**Work to complete**.
Below are entries; write every one of them out again exactly.

= = = = = = =

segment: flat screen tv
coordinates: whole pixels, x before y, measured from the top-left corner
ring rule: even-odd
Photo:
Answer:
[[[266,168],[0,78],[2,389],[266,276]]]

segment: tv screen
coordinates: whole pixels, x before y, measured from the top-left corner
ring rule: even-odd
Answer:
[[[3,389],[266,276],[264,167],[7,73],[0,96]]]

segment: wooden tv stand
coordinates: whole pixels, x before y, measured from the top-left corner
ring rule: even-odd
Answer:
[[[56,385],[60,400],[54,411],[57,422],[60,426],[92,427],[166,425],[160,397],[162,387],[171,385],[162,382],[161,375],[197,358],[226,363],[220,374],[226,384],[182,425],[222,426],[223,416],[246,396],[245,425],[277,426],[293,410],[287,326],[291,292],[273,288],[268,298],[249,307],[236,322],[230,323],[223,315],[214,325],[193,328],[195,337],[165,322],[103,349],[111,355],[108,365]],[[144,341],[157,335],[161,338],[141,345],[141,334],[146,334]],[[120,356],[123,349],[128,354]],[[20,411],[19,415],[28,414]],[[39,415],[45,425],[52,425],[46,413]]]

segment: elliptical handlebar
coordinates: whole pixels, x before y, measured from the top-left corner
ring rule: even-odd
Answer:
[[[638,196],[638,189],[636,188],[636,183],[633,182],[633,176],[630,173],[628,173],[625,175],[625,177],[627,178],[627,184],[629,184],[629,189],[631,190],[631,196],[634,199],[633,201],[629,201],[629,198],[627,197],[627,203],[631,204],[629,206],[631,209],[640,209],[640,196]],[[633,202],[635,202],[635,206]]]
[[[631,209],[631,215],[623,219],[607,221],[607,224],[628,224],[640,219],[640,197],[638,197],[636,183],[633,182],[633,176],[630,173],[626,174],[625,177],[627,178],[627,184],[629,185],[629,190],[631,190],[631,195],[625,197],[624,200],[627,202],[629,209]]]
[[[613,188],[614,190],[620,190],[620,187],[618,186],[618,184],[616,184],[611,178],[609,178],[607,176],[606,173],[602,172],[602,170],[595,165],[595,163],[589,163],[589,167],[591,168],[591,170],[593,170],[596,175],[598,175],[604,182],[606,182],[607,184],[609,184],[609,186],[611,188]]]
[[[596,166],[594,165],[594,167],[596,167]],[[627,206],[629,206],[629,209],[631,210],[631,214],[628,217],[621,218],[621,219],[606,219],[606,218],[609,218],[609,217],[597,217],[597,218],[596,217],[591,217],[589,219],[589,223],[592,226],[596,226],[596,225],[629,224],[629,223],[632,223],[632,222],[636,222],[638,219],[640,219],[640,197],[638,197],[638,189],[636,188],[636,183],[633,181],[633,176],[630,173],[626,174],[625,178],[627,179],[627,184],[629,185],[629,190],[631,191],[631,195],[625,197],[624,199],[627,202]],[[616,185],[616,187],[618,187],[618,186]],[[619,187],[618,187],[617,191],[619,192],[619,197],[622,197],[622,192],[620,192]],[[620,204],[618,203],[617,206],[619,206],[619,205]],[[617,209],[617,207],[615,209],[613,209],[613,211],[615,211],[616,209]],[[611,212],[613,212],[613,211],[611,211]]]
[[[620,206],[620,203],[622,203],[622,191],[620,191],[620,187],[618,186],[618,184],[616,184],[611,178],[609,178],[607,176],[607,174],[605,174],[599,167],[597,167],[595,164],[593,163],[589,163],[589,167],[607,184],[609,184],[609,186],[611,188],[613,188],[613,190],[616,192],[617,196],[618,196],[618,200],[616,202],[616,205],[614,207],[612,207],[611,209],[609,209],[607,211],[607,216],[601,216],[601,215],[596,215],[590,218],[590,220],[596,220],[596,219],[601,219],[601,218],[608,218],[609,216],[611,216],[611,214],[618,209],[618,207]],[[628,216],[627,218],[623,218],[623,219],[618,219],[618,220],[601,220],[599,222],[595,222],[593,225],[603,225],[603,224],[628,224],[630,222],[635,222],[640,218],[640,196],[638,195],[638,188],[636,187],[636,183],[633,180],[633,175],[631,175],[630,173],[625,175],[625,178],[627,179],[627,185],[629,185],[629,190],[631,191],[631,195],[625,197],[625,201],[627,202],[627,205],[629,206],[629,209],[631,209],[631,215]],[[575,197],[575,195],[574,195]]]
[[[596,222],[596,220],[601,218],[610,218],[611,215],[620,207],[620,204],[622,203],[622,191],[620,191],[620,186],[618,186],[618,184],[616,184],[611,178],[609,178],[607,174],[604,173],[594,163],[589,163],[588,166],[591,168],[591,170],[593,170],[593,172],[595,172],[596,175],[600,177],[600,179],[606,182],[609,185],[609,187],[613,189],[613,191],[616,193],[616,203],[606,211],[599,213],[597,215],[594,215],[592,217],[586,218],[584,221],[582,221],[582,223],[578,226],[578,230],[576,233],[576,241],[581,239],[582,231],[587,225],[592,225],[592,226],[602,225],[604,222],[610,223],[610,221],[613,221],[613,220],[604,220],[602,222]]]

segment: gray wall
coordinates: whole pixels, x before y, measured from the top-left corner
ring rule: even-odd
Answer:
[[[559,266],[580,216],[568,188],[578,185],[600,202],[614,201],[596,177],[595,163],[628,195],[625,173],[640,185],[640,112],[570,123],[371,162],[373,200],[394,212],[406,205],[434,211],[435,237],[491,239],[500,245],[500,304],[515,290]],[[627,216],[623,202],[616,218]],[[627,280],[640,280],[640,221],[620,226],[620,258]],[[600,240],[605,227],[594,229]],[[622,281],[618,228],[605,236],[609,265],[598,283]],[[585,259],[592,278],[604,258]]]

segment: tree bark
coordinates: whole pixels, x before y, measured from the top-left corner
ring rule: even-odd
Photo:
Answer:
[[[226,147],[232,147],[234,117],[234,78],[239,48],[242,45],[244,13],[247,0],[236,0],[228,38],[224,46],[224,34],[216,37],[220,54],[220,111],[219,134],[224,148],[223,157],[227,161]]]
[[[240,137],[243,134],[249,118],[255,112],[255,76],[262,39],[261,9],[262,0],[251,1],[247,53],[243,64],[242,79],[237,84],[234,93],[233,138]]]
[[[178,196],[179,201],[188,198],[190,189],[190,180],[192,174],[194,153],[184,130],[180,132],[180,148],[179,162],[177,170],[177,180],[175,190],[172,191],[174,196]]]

= = = = = = =

**Result below**.
segment: flat screen tv
coordinates: whole pixels, x before y, measured from the top-left corner
ring rule: even-odd
Photo:
Answer:
[[[266,168],[0,78],[2,389],[266,276]]]

segment: tv screen
coordinates: whole pixels, x before y, measured from the top-left corner
ring rule: even-odd
Answer:
[[[3,389],[266,276],[264,167],[7,73],[0,96]]]

segment: wooden tv stand
coordinates: whole pixels, x before y, measured from the top-left corner
ring rule: even-odd
Answer:
[[[56,385],[60,400],[54,411],[57,422],[60,426],[92,427],[166,425],[160,397],[162,387],[171,385],[162,382],[161,375],[197,358],[226,363],[220,374],[226,384],[182,425],[222,426],[223,416],[246,396],[245,425],[277,426],[293,410],[287,326],[291,292],[273,288],[268,298],[249,307],[236,322],[230,323],[223,315],[214,325],[193,328],[195,337],[165,322],[103,349],[111,355],[108,365]],[[144,341],[157,335],[161,338],[141,345],[141,334],[146,334]],[[120,356],[123,349],[128,354]],[[20,411],[19,415],[28,414]],[[39,415],[45,425],[52,425],[46,413]]]

segment: elliptical handlebar
coordinates: whole pixels, x before y, measured from the top-left corner
ring rule: even-odd
Answer:
[[[638,196],[638,189],[636,188],[636,183],[633,182],[633,176],[630,173],[628,173],[625,175],[625,177],[627,178],[627,184],[629,184],[629,189],[631,190],[631,196],[634,199],[633,201],[629,201],[629,198],[627,197],[627,203],[631,204],[629,206],[631,209],[640,209],[640,196]],[[633,202],[635,202],[635,206]]]
[[[631,209],[631,215],[623,219],[607,221],[607,224],[628,224],[640,219],[640,197],[638,197],[636,183],[633,182],[633,176],[630,173],[626,174],[625,177],[627,178],[627,184],[629,185],[629,190],[631,190],[631,195],[625,197],[624,200],[627,202],[629,209]]]
[[[613,188],[614,190],[620,190],[620,187],[618,186],[618,184],[616,184],[611,178],[609,178],[607,176],[606,173],[602,172],[602,170],[595,165],[595,163],[589,163],[589,167],[591,168],[591,170],[593,170],[596,175],[598,175],[604,182],[606,182],[607,184],[609,184],[609,186],[611,188]]]
[[[596,166],[594,165],[594,167],[596,167]],[[627,206],[629,206],[629,209],[631,210],[631,214],[628,217],[621,218],[621,219],[606,219],[606,218],[609,218],[609,217],[597,217],[597,218],[596,217],[591,217],[589,219],[589,223],[592,226],[596,226],[596,225],[629,224],[629,223],[632,223],[632,222],[636,222],[638,219],[640,219],[640,197],[638,197],[638,189],[636,188],[636,183],[633,181],[633,176],[630,173],[626,174],[625,178],[627,179],[627,184],[629,185],[629,190],[631,191],[631,195],[625,197],[624,199],[627,202]],[[616,185],[616,187],[618,187],[618,186]],[[619,187],[618,187],[617,191],[619,192],[619,197],[622,197],[622,192],[620,192]],[[620,204],[618,203],[617,206],[619,206],[619,205]],[[617,209],[617,207],[615,209],[613,209],[613,211],[615,211],[616,209]],[[611,212],[613,212],[613,211],[611,211]]]
[[[620,206],[620,203],[622,203],[622,191],[620,191],[620,187],[618,186],[618,184],[616,184],[611,178],[609,178],[607,176],[607,174],[605,174],[599,167],[597,167],[595,164],[593,163],[589,163],[589,167],[607,184],[609,184],[609,186],[611,188],[613,188],[613,190],[616,192],[617,196],[618,196],[618,200],[616,202],[616,205],[614,207],[612,207],[611,209],[609,209],[607,211],[607,216],[601,216],[601,215],[596,215],[590,218],[590,220],[596,220],[596,219],[601,219],[601,218],[608,218],[609,216],[611,216],[611,214],[618,209],[618,207]],[[628,216],[627,218],[623,218],[623,219],[618,219],[618,220],[601,220],[599,222],[595,222],[593,225],[603,225],[603,224],[628,224],[630,222],[635,222],[640,218],[640,196],[638,195],[638,188],[636,187],[636,183],[633,180],[633,175],[631,175],[630,173],[625,175],[625,178],[627,179],[627,185],[629,185],[629,190],[631,191],[631,195],[625,197],[625,201],[627,202],[627,205],[629,206],[629,209],[631,209],[631,215]],[[575,197],[575,195],[574,195]]]
[[[596,222],[596,220],[601,218],[610,218],[611,215],[620,207],[620,204],[622,203],[622,191],[620,191],[620,186],[618,186],[618,184],[616,184],[611,178],[609,178],[607,174],[604,173],[594,163],[589,163],[588,166],[591,168],[591,170],[593,170],[593,172],[595,172],[596,175],[600,177],[600,179],[606,182],[609,185],[609,187],[613,189],[613,191],[616,193],[616,203],[606,211],[599,213],[597,215],[594,215],[592,217],[586,218],[584,221],[582,221],[582,223],[578,226],[578,230],[576,233],[576,241],[581,239],[582,231],[587,225],[592,225],[592,226],[602,225],[604,222],[610,223],[610,221],[613,221],[613,220],[604,220],[602,222]]]

segment: gray wall
coordinates: whole pixels, x before y, measured from the top-left corner
ring rule: even-odd
Answer:
[[[559,266],[580,216],[568,188],[578,185],[600,202],[614,201],[596,177],[595,163],[628,195],[625,173],[640,185],[640,112],[570,123],[371,162],[373,200],[394,212],[406,205],[434,211],[435,237],[491,239],[500,245],[500,304],[515,290]],[[627,216],[623,202],[616,218]],[[627,280],[640,280],[640,221],[620,226],[620,258]],[[600,240],[605,227],[594,229]],[[622,281],[618,228],[605,236],[609,265],[598,283]],[[585,259],[592,278],[604,258]]]

segment: tree bark
coordinates: whole pixels, x before y, measured from the top-left corner
ring rule: even-odd
Photo:
Answer:
[[[226,147],[232,147],[234,117],[234,78],[239,48],[242,45],[244,13],[247,0],[236,0],[228,38],[224,46],[224,34],[216,37],[220,54],[220,111],[219,134],[224,148],[223,157],[227,161]]]
[[[240,137],[243,134],[249,118],[255,112],[255,76],[262,39],[261,9],[262,0],[251,1],[247,53],[243,64],[242,79],[237,84],[234,93],[233,138]]]
[[[178,196],[179,201],[188,198],[190,189],[190,180],[192,174],[194,153],[184,130],[180,132],[180,148],[179,162],[177,170],[177,180],[175,190],[172,191],[174,196]]]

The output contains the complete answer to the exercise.